- _WORK REQUIRED_
Set down the full data below exactly as given, please.

(Referring expression pointing data)
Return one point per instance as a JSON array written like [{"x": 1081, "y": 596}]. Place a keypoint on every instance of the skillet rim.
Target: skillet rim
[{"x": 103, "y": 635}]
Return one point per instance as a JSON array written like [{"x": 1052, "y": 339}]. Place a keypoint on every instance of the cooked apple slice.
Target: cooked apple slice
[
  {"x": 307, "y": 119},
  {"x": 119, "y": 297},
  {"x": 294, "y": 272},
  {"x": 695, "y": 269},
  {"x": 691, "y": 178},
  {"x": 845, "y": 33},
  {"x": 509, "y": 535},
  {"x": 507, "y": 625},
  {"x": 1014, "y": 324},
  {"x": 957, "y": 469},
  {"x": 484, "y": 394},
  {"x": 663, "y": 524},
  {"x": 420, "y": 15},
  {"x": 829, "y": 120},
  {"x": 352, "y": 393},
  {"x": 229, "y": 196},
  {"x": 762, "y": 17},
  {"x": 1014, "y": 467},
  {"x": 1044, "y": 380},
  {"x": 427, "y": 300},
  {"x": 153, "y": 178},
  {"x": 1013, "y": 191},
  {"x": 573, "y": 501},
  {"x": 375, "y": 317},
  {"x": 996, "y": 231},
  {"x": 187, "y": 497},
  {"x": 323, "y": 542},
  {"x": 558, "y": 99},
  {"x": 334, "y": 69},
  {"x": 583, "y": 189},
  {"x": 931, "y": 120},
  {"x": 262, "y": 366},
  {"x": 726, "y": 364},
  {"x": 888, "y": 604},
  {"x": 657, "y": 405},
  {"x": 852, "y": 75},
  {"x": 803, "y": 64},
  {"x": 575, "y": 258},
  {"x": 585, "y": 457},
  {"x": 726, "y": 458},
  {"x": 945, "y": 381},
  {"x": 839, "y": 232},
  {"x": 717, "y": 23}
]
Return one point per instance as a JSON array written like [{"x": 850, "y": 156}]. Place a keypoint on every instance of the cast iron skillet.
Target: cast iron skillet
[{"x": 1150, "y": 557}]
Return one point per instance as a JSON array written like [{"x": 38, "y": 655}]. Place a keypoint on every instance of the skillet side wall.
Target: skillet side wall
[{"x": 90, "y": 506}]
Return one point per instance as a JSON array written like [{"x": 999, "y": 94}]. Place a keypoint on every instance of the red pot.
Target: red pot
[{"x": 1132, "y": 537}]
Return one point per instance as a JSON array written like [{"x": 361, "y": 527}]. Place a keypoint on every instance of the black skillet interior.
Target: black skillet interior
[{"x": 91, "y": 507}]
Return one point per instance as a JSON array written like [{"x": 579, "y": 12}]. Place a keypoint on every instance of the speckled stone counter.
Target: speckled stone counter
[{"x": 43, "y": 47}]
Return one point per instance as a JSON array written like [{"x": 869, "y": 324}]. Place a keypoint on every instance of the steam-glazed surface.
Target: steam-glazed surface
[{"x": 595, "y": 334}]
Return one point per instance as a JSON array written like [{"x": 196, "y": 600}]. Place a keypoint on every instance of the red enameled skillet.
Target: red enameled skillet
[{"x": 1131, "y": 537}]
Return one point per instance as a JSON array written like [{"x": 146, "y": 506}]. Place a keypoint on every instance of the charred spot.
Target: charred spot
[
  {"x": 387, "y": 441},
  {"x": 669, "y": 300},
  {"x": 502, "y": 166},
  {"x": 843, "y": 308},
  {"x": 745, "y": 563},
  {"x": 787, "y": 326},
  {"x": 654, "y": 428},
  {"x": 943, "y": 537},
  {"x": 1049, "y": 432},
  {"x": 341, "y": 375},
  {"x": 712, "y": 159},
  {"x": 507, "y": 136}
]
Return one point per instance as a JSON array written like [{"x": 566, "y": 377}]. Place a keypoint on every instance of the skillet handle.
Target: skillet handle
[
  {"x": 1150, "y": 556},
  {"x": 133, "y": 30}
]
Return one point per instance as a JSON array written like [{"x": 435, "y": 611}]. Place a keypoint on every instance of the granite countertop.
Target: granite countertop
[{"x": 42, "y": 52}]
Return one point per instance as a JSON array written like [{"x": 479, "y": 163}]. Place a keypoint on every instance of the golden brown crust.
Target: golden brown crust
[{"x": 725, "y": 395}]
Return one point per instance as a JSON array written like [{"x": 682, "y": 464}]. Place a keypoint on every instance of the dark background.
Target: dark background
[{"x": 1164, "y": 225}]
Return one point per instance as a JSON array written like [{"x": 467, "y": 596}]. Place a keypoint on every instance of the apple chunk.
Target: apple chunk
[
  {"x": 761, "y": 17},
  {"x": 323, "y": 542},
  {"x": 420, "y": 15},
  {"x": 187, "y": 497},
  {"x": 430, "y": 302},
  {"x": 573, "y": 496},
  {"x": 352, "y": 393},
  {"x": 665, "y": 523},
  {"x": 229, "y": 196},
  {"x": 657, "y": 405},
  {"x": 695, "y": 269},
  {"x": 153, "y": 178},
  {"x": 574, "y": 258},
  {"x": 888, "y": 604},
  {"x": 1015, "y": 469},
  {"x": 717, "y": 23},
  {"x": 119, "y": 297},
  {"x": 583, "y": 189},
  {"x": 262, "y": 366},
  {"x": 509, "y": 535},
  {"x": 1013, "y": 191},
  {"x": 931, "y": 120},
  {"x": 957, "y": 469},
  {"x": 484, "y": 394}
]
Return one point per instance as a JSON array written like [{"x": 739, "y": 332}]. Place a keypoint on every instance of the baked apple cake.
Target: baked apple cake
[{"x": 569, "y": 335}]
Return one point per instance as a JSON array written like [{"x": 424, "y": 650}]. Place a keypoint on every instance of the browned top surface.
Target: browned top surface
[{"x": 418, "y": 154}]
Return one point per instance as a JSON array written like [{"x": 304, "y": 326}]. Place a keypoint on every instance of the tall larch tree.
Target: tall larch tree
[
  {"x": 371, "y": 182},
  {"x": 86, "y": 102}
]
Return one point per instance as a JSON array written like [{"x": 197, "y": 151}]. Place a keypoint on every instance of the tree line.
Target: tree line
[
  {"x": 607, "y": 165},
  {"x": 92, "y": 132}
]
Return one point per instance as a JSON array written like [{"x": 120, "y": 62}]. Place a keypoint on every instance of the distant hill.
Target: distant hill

- _SOLUTION_
Return one point per instance as a JSON array written like [{"x": 1081, "y": 596}]. Place a keypoint on every instance of the skillet rim.
Target: skillet rim
[{"x": 103, "y": 635}]
Return one point per instance as a JSON array written like [{"x": 1052, "y": 339}]. Place a keypoint on every instance of the cooked apple slice.
Target: cooked apple slice
[
  {"x": 307, "y": 119},
  {"x": 119, "y": 297},
  {"x": 294, "y": 272},
  {"x": 695, "y": 269},
  {"x": 691, "y": 178},
  {"x": 845, "y": 33},
  {"x": 509, "y": 535},
  {"x": 507, "y": 625},
  {"x": 1014, "y": 324},
  {"x": 957, "y": 469},
  {"x": 484, "y": 394},
  {"x": 663, "y": 524},
  {"x": 420, "y": 15},
  {"x": 829, "y": 120},
  {"x": 352, "y": 393},
  {"x": 229, "y": 196},
  {"x": 762, "y": 17},
  {"x": 1014, "y": 467},
  {"x": 1044, "y": 380},
  {"x": 427, "y": 300},
  {"x": 153, "y": 178},
  {"x": 1013, "y": 191},
  {"x": 573, "y": 501},
  {"x": 375, "y": 317},
  {"x": 996, "y": 231},
  {"x": 187, "y": 497},
  {"x": 323, "y": 542},
  {"x": 558, "y": 99},
  {"x": 334, "y": 69},
  {"x": 583, "y": 189},
  {"x": 931, "y": 120},
  {"x": 262, "y": 366},
  {"x": 726, "y": 364},
  {"x": 888, "y": 604},
  {"x": 657, "y": 405},
  {"x": 852, "y": 75},
  {"x": 803, "y": 64},
  {"x": 575, "y": 258},
  {"x": 585, "y": 457},
  {"x": 726, "y": 458},
  {"x": 945, "y": 381},
  {"x": 839, "y": 232},
  {"x": 717, "y": 23}
]
Return one point per instance as a JSON array written like [{"x": 850, "y": 156}]. Place a keypoint on every instance of the cast iron skillet.
Target: cast iron skillet
[{"x": 1150, "y": 557}]
Return one point per instance as a JSON array written like [{"x": 38, "y": 655}]. Place a keypoint on every instance of the skillet side wall.
Target: skillet side wall
[{"x": 90, "y": 506}]
Return one point per instance as a JSON array written like [{"x": 999, "y": 94}]. Place a keypoint on every instance of the red pot.
Target: red pot
[{"x": 1132, "y": 537}]
Return one point per instance as a JSON array written like [{"x": 361, "y": 527}]. Place a keypoint on every instance of the black skillet interior.
Target: black skillet interior
[{"x": 91, "y": 507}]
Return one point per instance as a JSON array written like [{"x": 579, "y": 12}]. Place a keypoint on every instance of the speckled stone counter.
Target: speckled stone counter
[{"x": 43, "y": 47}]
Return one point per instance as a JSON array written like [{"x": 869, "y": 324}]. Place a keypoint on every instance of the steam-glazed surface.
Target: steam-glazed surface
[{"x": 595, "y": 334}]
Return one point per instance as a JSON array written like [{"x": 196, "y": 600}]. Place a keypoint on every instance of the red enameled skillet.
Target: red enameled skillet
[{"x": 1131, "y": 537}]
Return one point per instance as a JSON array written like [{"x": 146, "y": 506}]. Place a keypoint on every instance of the charred spot.
Target: charred spot
[
  {"x": 387, "y": 441},
  {"x": 669, "y": 300},
  {"x": 502, "y": 166},
  {"x": 843, "y": 308},
  {"x": 745, "y": 563},
  {"x": 787, "y": 326},
  {"x": 654, "y": 428},
  {"x": 943, "y": 537},
  {"x": 1049, "y": 432},
  {"x": 341, "y": 375},
  {"x": 712, "y": 159},
  {"x": 507, "y": 136}
]
Return one point per instance as a JSON array written like [{"x": 566, "y": 377}]. Place a keypoint on every instance of the skillet handle.
Target: skillet handle
[
  {"x": 1150, "y": 556},
  {"x": 133, "y": 30}
]
Return one point per instance as a JSON array written like [{"x": 435, "y": 611}]. Place a keypoint on every instance of the granite countertop.
Target: granite countertop
[{"x": 42, "y": 52}]
Return one point per instance as a JSON array written like [{"x": 479, "y": 163}]. Place a keypoint on every instance of the golden brown crust.
Target: golden brown crust
[{"x": 725, "y": 395}]
Return one point per instance as a JSON array written like [{"x": 682, "y": 464}]. Place a keypoint on every instance of the dark background.
Target: dark background
[{"x": 1164, "y": 225}]
Return one point per instance as a JSON array written like [{"x": 467, "y": 596}]. Place a keypoint on every instance of the apple chunk.
Target: apple chunk
[
  {"x": 761, "y": 17},
  {"x": 323, "y": 542},
  {"x": 420, "y": 15},
  {"x": 187, "y": 497},
  {"x": 430, "y": 302},
  {"x": 573, "y": 496},
  {"x": 352, "y": 393},
  {"x": 665, "y": 523},
  {"x": 229, "y": 196},
  {"x": 657, "y": 405},
  {"x": 695, "y": 269},
  {"x": 153, "y": 178},
  {"x": 574, "y": 258},
  {"x": 888, "y": 604},
  {"x": 1015, "y": 469},
  {"x": 717, "y": 23},
  {"x": 119, "y": 297},
  {"x": 583, "y": 189},
  {"x": 262, "y": 366},
  {"x": 509, "y": 535},
  {"x": 1013, "y": 191},
  {"x": 931, "y": 120},
  {"x": 957, "y": 469},
  {"x": 484, "y": 394}
]
Return one point per instance as a JSON array written like [{"x": 739, "y": 332}]. Place a keypoint on every instance of the baked apple cake.
Target: baked apple cake
[{"x": 569, "y": 335}]
Return one point per instance as a JSON array written like [{"x": 424, "y": 650}]. Place a keypoint on every instance of the browned top surface.
Target: browned top surface
[{"x": 418, "y": 154}]
Return one point per instance as a JSON array written like [{"x": 304, "y": 326}]. Place a keypoint on every instance of the tall larch tree.
Target: tall larch tree
[
  {"x": 371, "y": 182},
  {"x": 86, "y": 102}
]
Return one point per instance as a JSON array written like [{"x": 197, "y": 151}]. Place a keypoint on every instance of the tree line.
Target: tree line
[
  {"x": 607, "y": 165},
  {"x": 92, "y": 132}
]
Return one point per instance as a JSON array written like [{"x": 120, "y": 62}]. Place a keypoint on every instance of the distant hill.
Target: distant hill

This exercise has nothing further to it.